*INSTRUCTION 1:* List every perldoc command that the chomp thread tells the reader to run.
*INSTRUCTION 2:* Print everything in the chomp thread from "The fact that" down to "works the best.", word for word.

[Brisbane-pm] To Chomp or not to Chomp

Tue Feb 27 00:47:59 PST 2007

On Tuesday 27 February 2007 17:32, Martin Jacobs wrote:
> Hi folks,
>
> Here's another one of those 'it should be easy' scenarios. Again, I
> would appreciate your help.

See the attached - it is untested and will likely eat your harddrive, so take 
it and use it as an example.  Don't run it, or accept as gospel.

Probably you want to process your file line by line.  

The fact that you called your variable "$file" indicates that maybe you 
thought you were slurping in the whole file.  (See "perldoc perlvar" and 
search for "slurp" to see how to slurp a whole file into a scalar).

Slurping is OK if you know for sure your file is small, but line by line often 
works the best.

When the code did "$file = <FOO>;" it only go the first line of the file, not 
the whole file.

You'll also see "@file = <FOO>;" which does get the whole file, but again, 
what if the file is very big?  Why not just process it line by line as in the 
attached.

> This time, I've got a borrowed 'chomp' regex (chomp behaves in
> exactly the same way). 

Why exactly?  Why not use chomp?

"perldoc -f chomp"

Or if you need to extract information from each line, why bother chomping?

> But, instead of chopping off the last 
> character in the string, it returns the value '1'.

The s/// is the substitution operator.

Look at "perldoc -q space" for how to remove spaces from a line like this 
using regex.

Below is the "why" for the "1".

>
> I can only guess that this is because Perl is working in 'list mode',
> not in 'paragraph mode' (see here), which makes sense because the
> file it is reading from is a list. And its chopping off 1 character
> (the new line character).

The bind operator =~ causes the regex to operate on what you bind it to.  Here 
you bind s/// which modifies things its bound to.

*DATASET RECORDS:*
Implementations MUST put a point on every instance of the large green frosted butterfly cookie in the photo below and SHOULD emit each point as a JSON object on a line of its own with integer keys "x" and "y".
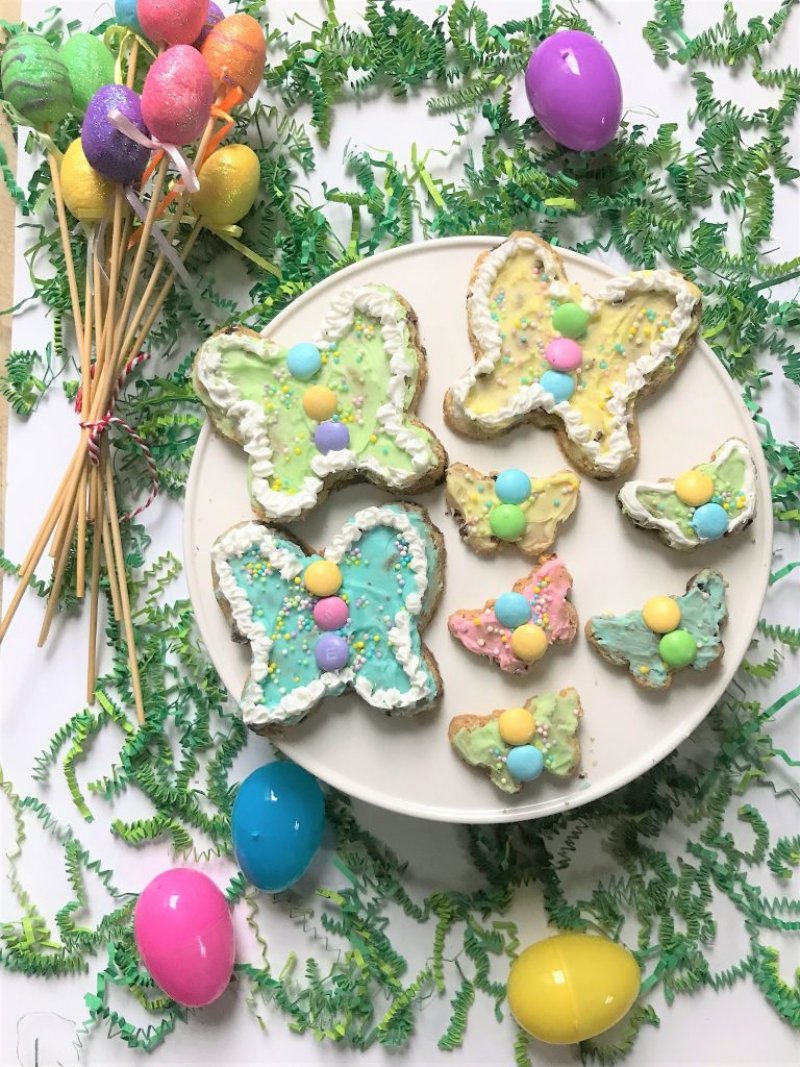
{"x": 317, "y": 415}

...

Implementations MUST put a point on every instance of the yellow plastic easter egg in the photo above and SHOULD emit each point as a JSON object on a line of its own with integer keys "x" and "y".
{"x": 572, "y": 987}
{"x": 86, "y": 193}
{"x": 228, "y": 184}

*COMPLETE OUTPUT 1:*
perldoc perlvar
perldoc -f chomp
perldoc -q space

*COMPLETE OUTPUT 2:*
The fact that you called your variable "$file" indicates that maybe you 
thought you were slurping in the whole file.  (See "perldoc perlvar" and 
search for "slurp" to see how to slurp a whole file into a scalar).

Slurping is OK if you know for sure your file is small, but line by line often 
works the best.